• **Document passage**
** Start **
If 2026 is an age where many are questioning their complicity in the various systems of oppression that govern us, it is also one where others choose to go in the complete opposite direction: we are in an age of grifters. Social media is rife with “influencers” who become rich by selling their advice on how to become rich, and a debt-ridden crook is the president of the United States. Audiences today are well-equipped to spot frauds, and if we are to retain anything from the recent tidal wave of TV shows about real-life scammers, it is that the psychology of such con artists is about as mysterious or interesting as the deliberation process of the Palme Dog jury.

Yet the big central performance from Swann Arlaud (better known outside France as the hot lawyer from Justine Triet’s Palme d’Or-winning “Anatomy of a Fall”), together with Marre’s insistent, nervous visual style, seems to suggest there is more to Henri than meets the eye.
The film opens with a showy sequence—the first of many—introducing the film’s main formal conceit: a documentary-like aesthetic meant to give a sense of reality caught on the fly. The actual effect is more that of a fashion shoot, with Arlaud obviously aware of the camera’s position at all times, his performance of casualness so mannered that he is practically posing. Meanwhile, Marre deploys a lightning scheme familiar from the documentary. Still, in the realm of fiction, it evokes Michel Gondry’s “Eternal Sunshine of the Spotless Mind” instead: a big flashlight is attached to the camera, illuminating the characters who pretend it’s not there. This annoying gimmick highlights the immaculate work on costumes and set design to the point of fetishization—subtlety does not seem to be Marre’s strong suit.
** End **
• **Records for this task**
** Start **
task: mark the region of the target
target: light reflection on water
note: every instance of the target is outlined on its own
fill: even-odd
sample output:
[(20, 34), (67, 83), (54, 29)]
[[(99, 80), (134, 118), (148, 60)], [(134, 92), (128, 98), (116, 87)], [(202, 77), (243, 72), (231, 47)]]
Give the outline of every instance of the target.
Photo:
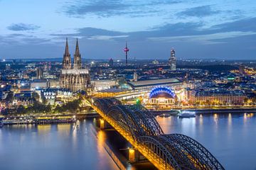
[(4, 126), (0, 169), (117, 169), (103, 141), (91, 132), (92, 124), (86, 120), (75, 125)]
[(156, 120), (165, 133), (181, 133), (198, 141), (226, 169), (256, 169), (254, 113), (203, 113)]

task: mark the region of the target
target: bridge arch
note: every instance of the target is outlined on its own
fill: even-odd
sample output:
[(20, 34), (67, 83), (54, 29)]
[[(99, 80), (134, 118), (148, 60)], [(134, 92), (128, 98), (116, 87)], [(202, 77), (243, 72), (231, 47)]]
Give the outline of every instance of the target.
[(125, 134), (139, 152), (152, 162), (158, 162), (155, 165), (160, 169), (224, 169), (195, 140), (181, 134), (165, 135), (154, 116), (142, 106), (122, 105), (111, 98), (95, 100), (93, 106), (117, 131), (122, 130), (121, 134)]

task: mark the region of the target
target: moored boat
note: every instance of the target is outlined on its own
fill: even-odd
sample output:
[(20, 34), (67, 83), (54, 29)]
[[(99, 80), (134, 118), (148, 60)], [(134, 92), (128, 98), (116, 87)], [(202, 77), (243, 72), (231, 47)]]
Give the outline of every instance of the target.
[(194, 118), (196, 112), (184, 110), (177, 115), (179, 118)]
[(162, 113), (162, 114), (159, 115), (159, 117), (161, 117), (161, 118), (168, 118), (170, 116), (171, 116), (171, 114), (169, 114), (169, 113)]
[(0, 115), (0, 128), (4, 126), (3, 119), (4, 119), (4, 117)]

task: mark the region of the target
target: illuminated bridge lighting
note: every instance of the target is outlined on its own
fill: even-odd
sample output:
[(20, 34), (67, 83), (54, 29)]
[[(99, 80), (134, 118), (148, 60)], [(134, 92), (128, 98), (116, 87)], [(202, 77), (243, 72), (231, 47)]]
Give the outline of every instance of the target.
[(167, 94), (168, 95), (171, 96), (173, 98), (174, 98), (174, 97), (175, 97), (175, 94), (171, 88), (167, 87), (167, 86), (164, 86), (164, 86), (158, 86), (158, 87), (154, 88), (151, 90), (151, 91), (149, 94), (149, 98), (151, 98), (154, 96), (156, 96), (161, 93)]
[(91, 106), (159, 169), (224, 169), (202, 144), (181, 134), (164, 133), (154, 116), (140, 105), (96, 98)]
** End **
** Start **
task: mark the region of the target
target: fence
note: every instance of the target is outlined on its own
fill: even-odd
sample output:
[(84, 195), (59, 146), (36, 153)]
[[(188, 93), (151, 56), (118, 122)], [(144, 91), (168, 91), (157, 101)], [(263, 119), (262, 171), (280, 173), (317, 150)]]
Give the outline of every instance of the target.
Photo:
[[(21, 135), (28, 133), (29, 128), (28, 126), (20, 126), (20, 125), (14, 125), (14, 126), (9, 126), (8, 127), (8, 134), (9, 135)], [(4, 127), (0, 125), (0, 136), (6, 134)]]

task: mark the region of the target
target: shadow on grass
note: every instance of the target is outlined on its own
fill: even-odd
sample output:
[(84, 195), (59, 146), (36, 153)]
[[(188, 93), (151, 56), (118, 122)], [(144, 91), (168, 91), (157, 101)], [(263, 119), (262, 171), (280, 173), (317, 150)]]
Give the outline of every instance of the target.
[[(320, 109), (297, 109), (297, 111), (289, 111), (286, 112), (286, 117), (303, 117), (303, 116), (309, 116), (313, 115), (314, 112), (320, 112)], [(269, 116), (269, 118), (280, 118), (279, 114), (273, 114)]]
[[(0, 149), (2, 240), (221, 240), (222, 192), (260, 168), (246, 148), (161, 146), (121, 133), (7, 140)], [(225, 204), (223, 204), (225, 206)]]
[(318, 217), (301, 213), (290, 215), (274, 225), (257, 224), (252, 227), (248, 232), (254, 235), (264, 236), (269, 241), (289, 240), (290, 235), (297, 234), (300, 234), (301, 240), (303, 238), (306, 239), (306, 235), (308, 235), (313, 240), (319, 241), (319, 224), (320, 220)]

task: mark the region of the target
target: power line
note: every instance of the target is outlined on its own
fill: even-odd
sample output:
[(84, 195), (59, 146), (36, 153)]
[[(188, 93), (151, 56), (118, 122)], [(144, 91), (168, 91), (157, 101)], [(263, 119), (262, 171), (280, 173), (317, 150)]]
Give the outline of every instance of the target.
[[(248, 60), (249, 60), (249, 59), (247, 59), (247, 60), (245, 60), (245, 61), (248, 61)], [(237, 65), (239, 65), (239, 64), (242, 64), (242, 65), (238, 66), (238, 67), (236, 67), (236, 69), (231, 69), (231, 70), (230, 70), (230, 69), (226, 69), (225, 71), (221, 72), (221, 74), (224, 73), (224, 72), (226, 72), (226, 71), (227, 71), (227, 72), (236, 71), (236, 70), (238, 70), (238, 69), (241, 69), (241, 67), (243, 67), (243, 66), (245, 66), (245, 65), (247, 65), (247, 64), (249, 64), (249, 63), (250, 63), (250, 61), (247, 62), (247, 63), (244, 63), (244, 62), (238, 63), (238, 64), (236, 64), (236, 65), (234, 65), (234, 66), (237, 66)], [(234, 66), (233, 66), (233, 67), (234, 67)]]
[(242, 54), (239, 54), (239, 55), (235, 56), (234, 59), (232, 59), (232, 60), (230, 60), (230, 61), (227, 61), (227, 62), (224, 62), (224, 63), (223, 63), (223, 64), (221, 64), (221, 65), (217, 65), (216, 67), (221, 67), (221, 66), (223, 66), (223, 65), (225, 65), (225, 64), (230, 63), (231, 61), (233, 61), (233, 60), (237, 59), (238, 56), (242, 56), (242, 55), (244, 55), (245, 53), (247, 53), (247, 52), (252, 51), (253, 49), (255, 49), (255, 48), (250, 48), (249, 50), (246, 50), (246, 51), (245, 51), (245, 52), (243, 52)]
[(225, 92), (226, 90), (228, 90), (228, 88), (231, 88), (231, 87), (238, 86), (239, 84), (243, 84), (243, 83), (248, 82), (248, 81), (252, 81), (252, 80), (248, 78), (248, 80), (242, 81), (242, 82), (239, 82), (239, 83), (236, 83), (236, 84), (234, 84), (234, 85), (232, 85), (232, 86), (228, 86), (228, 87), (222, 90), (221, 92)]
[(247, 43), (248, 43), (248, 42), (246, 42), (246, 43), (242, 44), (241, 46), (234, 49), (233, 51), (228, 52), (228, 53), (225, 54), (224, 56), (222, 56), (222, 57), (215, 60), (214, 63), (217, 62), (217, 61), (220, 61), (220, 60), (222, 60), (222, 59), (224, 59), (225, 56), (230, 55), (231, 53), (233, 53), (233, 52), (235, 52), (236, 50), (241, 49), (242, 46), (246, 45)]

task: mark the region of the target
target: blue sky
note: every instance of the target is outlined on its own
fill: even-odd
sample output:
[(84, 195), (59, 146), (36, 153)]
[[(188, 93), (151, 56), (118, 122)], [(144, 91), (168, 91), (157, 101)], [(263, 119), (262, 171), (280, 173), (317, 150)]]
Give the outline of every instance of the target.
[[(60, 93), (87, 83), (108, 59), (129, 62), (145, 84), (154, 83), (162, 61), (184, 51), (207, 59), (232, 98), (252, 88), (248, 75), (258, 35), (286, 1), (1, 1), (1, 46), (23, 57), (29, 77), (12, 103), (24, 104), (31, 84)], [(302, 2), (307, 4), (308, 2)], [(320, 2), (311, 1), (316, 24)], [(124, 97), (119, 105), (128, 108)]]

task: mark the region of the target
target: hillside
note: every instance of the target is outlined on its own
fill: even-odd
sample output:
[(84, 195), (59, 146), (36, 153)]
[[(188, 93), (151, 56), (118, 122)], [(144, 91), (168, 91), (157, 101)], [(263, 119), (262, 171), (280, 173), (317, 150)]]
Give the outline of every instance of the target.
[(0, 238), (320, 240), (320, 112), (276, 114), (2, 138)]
** End **
** Start **
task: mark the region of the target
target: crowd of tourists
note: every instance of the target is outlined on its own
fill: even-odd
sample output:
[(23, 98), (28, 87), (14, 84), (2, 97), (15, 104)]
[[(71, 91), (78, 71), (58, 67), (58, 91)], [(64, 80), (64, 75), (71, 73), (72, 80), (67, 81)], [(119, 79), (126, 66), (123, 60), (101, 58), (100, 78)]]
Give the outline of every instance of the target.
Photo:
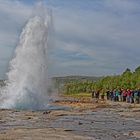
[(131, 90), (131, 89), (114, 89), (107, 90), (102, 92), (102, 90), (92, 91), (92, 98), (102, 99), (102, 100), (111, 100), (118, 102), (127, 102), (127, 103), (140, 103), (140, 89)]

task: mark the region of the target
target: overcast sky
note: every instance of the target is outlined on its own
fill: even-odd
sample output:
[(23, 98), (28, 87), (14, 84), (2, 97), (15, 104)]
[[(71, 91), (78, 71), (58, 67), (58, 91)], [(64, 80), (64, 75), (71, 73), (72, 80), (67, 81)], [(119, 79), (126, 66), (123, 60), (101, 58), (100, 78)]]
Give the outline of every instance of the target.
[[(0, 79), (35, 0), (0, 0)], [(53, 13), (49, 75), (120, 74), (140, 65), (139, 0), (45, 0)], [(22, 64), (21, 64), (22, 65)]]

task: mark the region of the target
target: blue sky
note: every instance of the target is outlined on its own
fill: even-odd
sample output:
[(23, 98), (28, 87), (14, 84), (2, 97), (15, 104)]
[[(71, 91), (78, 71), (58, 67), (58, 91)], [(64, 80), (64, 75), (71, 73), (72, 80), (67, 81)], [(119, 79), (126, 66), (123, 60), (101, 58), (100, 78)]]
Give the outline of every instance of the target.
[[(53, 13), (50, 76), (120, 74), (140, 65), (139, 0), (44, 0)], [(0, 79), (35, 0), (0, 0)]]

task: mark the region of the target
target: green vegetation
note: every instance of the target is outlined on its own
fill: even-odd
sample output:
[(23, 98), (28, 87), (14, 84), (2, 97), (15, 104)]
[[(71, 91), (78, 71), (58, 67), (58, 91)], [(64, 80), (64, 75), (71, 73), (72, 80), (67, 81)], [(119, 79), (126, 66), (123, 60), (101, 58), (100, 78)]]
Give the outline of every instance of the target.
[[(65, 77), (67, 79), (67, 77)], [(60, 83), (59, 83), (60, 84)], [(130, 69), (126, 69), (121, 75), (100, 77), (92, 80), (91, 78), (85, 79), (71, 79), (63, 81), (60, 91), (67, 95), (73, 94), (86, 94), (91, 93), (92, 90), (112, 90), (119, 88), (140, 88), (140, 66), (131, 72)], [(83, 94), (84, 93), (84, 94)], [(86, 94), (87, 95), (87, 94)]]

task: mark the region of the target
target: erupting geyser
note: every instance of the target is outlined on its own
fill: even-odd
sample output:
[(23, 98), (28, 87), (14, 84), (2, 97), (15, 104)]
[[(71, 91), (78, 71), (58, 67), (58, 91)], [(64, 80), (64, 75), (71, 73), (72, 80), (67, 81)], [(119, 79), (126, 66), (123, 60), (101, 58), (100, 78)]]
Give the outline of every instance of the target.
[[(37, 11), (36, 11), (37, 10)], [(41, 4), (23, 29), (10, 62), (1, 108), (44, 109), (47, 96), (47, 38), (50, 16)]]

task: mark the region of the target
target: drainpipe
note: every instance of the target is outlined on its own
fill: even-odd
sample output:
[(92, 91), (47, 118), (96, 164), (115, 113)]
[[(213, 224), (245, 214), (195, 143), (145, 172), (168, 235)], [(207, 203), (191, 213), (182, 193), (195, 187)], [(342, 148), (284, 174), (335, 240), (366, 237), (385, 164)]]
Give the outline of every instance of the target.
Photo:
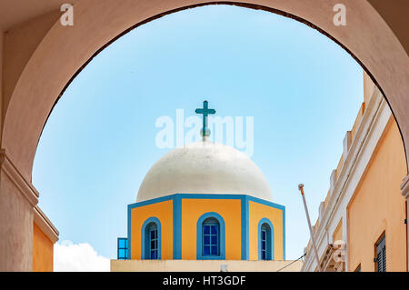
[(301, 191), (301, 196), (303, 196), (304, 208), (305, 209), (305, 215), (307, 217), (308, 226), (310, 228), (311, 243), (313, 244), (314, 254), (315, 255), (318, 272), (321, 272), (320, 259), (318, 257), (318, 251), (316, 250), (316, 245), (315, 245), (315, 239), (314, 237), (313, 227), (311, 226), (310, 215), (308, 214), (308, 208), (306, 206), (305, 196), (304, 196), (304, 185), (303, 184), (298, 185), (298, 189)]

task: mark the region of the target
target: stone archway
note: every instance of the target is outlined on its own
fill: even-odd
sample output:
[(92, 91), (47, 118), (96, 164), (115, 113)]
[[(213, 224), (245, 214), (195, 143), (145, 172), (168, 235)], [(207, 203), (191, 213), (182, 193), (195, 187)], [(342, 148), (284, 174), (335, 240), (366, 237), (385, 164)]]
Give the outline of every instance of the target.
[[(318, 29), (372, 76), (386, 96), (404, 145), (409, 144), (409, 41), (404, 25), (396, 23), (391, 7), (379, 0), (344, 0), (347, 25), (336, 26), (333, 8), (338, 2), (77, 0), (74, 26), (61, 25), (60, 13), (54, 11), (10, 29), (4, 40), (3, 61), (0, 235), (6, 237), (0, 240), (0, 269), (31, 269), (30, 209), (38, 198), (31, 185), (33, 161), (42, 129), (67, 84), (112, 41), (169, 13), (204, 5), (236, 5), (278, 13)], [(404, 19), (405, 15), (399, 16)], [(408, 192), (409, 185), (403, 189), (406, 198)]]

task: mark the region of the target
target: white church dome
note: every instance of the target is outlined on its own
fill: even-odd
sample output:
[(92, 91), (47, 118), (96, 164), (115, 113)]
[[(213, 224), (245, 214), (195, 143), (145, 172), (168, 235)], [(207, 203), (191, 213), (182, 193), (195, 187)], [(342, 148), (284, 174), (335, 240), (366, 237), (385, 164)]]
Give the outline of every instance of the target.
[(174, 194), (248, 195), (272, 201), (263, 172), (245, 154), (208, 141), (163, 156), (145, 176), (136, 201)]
** End **
• **Problems to work on**
a) According to the film review, what is attached to the camera?
b) Pick out every line of the entries that contains the string "bridge", treating uppercase and lowercase letters as distinct.
The film review and the entries are separate, unrelated material.

• **Complete answers**
a) A big flashlight.

b)
target: bridge arch
target: illuminated bridge lighting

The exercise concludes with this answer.